Work required
Rewrite the rows from the line containing "Can you find the short" through the line containing "xmin=0 ymin=134 xmax=372 ymax=248", changing "canal water" to "river water" and leaving everything else the same. Give back only those rows.

Source data
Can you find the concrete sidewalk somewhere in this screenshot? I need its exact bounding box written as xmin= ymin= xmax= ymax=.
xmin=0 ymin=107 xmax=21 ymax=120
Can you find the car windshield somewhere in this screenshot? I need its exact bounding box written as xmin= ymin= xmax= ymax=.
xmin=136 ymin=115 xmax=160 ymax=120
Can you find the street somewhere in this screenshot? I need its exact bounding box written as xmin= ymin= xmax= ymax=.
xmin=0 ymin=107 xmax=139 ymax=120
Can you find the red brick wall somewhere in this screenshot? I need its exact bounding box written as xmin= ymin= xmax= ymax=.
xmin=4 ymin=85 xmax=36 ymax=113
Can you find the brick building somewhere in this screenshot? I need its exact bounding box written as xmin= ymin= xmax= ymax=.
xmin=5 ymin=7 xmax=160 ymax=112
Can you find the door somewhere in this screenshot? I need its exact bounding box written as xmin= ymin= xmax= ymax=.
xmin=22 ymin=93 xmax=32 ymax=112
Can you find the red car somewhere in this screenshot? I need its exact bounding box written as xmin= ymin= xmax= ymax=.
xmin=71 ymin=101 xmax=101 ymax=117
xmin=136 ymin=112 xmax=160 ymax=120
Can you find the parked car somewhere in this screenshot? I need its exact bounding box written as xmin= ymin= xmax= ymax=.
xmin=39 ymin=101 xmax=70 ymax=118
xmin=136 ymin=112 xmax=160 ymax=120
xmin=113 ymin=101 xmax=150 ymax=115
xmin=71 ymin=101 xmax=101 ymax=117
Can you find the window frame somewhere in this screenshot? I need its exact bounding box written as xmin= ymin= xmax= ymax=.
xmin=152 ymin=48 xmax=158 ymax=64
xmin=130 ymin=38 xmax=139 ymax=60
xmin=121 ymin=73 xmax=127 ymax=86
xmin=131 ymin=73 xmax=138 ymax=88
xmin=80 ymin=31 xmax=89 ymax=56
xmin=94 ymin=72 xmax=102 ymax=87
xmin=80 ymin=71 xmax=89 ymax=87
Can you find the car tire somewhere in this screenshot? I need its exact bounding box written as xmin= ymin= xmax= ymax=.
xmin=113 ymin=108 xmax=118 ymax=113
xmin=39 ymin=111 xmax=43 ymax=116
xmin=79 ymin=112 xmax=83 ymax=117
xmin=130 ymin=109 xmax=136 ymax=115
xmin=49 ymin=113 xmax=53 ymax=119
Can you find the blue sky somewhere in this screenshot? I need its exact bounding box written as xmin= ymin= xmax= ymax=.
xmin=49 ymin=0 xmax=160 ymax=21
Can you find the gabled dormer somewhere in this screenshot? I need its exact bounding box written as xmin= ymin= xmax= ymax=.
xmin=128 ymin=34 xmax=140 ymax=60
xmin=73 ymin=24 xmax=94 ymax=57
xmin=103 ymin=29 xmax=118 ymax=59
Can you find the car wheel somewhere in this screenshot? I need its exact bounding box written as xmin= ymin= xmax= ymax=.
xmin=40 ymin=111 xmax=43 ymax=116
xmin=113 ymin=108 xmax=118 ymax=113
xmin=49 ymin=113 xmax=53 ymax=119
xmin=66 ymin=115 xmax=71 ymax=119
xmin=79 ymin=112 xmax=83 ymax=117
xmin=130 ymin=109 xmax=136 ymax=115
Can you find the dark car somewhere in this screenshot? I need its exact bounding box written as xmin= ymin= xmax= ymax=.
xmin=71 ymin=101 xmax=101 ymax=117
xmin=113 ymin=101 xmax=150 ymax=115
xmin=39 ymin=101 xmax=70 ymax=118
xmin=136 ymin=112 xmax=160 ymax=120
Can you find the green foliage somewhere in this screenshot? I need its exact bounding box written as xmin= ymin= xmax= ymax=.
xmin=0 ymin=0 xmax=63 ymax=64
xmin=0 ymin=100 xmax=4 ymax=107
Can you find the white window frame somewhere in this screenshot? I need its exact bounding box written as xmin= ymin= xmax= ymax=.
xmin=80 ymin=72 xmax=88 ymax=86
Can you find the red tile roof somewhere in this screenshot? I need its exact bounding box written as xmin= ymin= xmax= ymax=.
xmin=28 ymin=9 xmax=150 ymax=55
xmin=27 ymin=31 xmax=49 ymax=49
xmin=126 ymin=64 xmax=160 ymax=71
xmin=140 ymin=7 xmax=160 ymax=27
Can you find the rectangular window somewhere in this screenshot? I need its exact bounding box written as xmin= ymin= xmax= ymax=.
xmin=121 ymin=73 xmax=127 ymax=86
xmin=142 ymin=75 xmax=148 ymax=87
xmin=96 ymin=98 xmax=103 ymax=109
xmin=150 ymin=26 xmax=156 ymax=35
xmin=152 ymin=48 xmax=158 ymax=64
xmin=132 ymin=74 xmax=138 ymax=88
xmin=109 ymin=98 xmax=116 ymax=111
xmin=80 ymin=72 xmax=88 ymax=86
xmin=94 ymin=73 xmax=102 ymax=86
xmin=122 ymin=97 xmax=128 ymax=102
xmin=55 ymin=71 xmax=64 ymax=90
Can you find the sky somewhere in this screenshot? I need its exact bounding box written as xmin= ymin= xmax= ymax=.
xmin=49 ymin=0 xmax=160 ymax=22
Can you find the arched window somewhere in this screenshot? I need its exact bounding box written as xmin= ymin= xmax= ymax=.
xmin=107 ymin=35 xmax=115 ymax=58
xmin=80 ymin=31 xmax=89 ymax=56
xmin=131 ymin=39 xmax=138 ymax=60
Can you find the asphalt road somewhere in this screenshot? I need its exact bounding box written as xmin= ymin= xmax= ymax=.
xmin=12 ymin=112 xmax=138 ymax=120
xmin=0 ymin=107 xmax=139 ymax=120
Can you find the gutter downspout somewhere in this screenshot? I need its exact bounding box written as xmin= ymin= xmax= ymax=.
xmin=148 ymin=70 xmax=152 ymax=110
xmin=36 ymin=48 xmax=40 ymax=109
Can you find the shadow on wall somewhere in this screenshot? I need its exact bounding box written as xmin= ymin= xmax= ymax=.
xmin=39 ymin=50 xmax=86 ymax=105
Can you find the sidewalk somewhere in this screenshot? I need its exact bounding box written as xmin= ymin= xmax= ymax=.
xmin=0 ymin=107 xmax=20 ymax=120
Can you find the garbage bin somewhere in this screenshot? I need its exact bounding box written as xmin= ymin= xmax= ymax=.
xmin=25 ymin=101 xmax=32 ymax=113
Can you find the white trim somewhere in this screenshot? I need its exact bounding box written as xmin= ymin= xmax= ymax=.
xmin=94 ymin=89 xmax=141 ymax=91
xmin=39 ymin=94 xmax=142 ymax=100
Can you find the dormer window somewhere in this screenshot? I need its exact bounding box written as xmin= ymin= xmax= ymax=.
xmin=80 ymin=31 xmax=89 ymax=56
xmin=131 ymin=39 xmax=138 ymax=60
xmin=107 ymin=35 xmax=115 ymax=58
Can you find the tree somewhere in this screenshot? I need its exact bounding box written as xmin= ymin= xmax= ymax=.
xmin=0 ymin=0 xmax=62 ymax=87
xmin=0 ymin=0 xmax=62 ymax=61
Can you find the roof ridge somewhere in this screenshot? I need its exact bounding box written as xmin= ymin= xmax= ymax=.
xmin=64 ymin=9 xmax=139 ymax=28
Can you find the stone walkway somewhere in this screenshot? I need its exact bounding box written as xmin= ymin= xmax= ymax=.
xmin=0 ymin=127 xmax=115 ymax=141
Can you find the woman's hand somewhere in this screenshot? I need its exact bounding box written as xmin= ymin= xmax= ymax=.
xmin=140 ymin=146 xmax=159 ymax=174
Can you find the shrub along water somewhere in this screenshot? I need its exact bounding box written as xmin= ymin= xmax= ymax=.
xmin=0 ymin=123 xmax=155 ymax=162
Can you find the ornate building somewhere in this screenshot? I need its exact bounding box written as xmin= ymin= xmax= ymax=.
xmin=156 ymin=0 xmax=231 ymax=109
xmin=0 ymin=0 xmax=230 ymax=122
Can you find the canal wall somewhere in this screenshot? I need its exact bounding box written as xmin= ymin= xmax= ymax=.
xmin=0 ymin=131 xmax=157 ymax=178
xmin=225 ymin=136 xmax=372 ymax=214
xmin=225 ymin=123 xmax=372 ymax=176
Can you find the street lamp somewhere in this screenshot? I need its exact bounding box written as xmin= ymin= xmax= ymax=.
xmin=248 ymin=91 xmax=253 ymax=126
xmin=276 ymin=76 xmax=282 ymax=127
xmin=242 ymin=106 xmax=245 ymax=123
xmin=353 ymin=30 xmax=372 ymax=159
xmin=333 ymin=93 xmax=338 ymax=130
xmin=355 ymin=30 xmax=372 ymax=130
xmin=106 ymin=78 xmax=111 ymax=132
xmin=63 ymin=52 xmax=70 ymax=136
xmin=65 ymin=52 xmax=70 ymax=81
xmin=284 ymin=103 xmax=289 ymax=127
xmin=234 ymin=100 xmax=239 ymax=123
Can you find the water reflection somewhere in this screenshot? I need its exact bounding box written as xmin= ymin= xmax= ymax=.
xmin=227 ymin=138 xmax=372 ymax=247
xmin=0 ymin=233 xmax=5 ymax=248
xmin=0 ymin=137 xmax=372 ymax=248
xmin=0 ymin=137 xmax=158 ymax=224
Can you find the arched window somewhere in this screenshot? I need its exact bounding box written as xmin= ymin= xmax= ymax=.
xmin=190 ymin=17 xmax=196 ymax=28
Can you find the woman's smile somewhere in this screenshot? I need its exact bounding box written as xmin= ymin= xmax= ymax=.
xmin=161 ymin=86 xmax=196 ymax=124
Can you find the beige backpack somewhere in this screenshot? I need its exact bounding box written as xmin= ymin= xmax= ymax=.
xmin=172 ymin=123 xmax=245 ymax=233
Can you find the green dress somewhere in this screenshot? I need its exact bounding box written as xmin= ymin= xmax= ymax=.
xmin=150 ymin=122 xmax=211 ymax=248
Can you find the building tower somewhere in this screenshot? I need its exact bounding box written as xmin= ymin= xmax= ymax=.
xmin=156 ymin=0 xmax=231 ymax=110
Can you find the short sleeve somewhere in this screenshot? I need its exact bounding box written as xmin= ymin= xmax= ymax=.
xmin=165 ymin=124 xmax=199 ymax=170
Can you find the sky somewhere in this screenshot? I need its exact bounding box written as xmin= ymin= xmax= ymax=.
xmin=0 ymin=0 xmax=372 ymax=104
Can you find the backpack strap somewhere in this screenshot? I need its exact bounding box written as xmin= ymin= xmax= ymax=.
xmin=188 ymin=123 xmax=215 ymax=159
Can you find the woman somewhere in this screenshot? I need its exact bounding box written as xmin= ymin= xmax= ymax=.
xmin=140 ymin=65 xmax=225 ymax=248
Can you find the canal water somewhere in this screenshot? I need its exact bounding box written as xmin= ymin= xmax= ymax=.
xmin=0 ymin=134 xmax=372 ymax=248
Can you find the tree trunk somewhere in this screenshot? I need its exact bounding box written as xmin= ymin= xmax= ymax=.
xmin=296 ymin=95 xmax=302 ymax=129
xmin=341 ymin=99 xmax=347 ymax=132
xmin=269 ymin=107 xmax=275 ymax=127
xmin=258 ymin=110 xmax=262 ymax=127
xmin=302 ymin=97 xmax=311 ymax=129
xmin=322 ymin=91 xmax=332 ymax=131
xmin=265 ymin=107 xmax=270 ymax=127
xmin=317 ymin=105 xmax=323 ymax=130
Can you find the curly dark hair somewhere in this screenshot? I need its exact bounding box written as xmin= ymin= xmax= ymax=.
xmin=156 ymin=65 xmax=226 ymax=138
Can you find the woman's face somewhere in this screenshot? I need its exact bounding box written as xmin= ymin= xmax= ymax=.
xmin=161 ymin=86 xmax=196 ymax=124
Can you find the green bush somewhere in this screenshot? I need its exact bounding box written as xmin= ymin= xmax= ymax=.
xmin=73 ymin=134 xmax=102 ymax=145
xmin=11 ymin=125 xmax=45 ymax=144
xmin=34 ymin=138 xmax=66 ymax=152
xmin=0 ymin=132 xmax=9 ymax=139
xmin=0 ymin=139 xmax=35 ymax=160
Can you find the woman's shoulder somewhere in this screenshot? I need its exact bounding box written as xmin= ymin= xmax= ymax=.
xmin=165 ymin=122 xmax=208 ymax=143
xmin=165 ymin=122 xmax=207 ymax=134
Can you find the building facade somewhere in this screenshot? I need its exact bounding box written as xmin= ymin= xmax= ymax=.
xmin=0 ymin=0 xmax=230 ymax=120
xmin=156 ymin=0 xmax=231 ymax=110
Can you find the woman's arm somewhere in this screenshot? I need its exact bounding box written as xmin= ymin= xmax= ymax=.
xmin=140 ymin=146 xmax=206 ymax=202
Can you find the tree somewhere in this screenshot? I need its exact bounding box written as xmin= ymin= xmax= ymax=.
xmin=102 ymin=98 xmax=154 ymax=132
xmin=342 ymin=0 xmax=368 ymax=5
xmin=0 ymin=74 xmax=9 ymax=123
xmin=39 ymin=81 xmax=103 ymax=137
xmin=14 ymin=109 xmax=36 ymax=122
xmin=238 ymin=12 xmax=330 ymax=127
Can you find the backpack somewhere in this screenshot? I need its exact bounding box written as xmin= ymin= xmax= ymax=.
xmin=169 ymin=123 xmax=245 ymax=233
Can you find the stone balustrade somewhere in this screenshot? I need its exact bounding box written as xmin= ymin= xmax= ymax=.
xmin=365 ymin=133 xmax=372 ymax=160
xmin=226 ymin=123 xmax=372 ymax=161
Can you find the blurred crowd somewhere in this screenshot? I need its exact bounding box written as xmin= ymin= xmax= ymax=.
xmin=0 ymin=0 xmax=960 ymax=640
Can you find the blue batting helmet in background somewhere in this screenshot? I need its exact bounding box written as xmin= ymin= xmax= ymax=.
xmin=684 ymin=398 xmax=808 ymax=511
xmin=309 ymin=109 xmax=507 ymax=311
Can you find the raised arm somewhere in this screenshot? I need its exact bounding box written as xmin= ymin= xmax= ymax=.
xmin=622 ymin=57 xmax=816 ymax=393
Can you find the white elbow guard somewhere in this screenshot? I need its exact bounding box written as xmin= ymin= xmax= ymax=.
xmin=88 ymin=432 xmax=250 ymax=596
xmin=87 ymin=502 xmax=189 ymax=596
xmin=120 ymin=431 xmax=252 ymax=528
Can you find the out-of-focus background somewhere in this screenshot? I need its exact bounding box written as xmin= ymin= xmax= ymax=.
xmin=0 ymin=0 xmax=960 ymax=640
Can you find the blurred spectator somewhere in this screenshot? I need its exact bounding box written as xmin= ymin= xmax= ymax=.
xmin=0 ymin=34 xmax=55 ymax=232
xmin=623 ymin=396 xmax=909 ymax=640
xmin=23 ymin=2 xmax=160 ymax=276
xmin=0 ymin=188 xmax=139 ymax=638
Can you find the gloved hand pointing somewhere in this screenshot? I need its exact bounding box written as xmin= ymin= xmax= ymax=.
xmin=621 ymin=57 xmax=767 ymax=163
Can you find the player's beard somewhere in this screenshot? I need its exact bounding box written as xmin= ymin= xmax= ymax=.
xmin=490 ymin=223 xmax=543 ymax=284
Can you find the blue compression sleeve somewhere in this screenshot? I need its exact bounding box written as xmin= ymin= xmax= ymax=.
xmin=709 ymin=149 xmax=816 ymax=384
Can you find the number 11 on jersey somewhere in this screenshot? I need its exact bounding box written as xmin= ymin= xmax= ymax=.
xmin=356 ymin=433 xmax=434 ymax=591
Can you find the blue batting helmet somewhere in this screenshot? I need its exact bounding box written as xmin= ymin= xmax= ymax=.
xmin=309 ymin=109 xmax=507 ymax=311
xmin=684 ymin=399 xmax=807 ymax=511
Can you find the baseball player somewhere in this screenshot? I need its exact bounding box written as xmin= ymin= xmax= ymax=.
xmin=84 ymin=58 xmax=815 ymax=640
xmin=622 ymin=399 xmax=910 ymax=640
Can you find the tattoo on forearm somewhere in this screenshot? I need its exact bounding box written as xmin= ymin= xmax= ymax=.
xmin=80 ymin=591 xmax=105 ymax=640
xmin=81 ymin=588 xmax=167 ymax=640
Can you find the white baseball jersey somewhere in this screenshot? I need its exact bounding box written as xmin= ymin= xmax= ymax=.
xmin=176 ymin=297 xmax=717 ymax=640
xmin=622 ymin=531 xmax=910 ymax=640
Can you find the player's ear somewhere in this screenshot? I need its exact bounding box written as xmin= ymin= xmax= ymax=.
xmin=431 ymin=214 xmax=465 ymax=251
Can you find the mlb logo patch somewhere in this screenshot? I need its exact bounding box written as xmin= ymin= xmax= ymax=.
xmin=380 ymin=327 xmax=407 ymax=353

Written solution
Can you find the short sleeve somewhere in this screenshot? I need its exact bounding box written as xmin= ymin= xmax= ymax=.
xmin=165 ymin=124 xmax=199 ymax=170
Can you find the sky somewhere in this screenshot? I need its exact bounding box written as xmin= ymin= xmax= ymax=.
xmin=0 ymin=0 xmax=372 ymax=104
Can you find the backpack strap somewhere in this screenshot? I need its exact bounding box written as xmin= ymin= xmax= ymax=.
xmin=188 ymin=123 xmax=215 ymax=159
Can you find the woman somewhere in this screenshot? I need its exact bounding box written as xmin= ymin= xmax= ymax=.
xmin=140 ymin=65 xmax=225 ymax=248
Can you find the river water somewhere in this screenshot? I need its exact bounding box written as xmin= ymin= xmax= ymax=.
xmin=0 ymin=134 xmax=372 ymax=248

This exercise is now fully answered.